START Data section

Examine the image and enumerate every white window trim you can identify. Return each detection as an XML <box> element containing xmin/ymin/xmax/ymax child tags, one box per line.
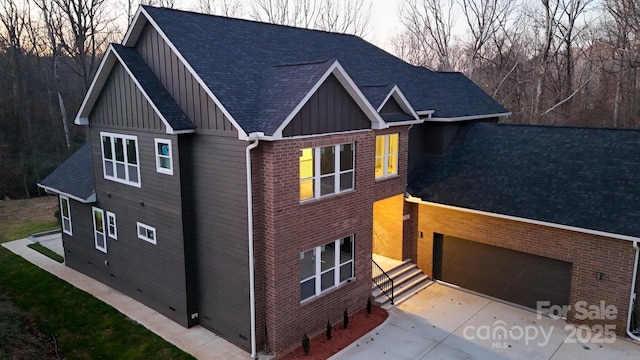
<box><xmin>300</xmin><ymin>236</ymin><xmax>354</xmax><ymax>302</ymax></box>
<box><xmin>100</xmin><ymin>131</ymin><xmax>141</xmax><ymax>187</ymax></box>
<box><xmin>59</xmin><ymin>195</ymin><xmax>72</xmax><ymax>236</ymax></box>
<box><xmin>92</xmin><ymin>207</ymin><xmax>107</xmax><ymax>253</ymax></box>
<box><xmin>154</xmin><ymin>138</ymin><xmax>173</xmax><ymax>175</ymax></box>
<box><xmin>106</xmin><ymin>211</ymin><xmax>117</xmax><ymax>240</ymax></box>
<box><xmin>301</xmin><ymin>143</ymin><xmax>355</xmax><ymax>202</ymax></box>
<box><xmin>375</xmin><ymin>134</ymin><xmax>399</xmax><ymax>179</ymax></box>
<box><xmin>137</xmin><ymin>222</ymin><xmax>157</xmax><ymax>245</ymax></box>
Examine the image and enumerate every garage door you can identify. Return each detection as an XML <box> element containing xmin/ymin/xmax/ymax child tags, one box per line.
<box><xmin>433</xmin><ymin>235</ymin><xmax>571</xmax><ymax>309</ymax></box>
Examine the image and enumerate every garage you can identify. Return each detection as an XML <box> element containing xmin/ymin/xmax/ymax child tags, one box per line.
<box><xmin>433</xmin><ymin>235</ymin><xmax>572</xmax><ymax>310</ymax></box>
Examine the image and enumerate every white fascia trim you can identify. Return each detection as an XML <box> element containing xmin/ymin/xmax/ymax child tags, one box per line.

END Data section

[Description of the task] Beginning from the line that contains "Examine the image and enumerate every garage you", give each line again exactly, through the final line of the records.

[Response for this exercise]
Examine the image and enumerate every garage you can identify. Return each detection as an XML <box> element containing xmin/ymin/xmax/ymax child tags, one box per line.
<box><xmin>433</xmin><ymin>235</ymin><xmax>572</xmax><ymax>310</ymax></box>
Examine the image and enumerate every white fascia trim you can identify. Return each detection as an XML <box> element containing xmin/ymin/xmax/ymax child tags, one box per line.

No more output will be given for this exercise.